• Problem requirements:
Copy each of the following records word for word, keeping every line the same.

_ _ _ _

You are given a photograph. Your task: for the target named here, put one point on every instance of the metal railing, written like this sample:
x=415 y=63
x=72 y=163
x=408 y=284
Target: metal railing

_ _ _ _

• Task output:
You are given a photograph. Your task: for the target named here, put one point on every instance of the metal railing, written like this sample:
x=415 y=63
x=72 y=163
x=408 y=284
Target: metal railing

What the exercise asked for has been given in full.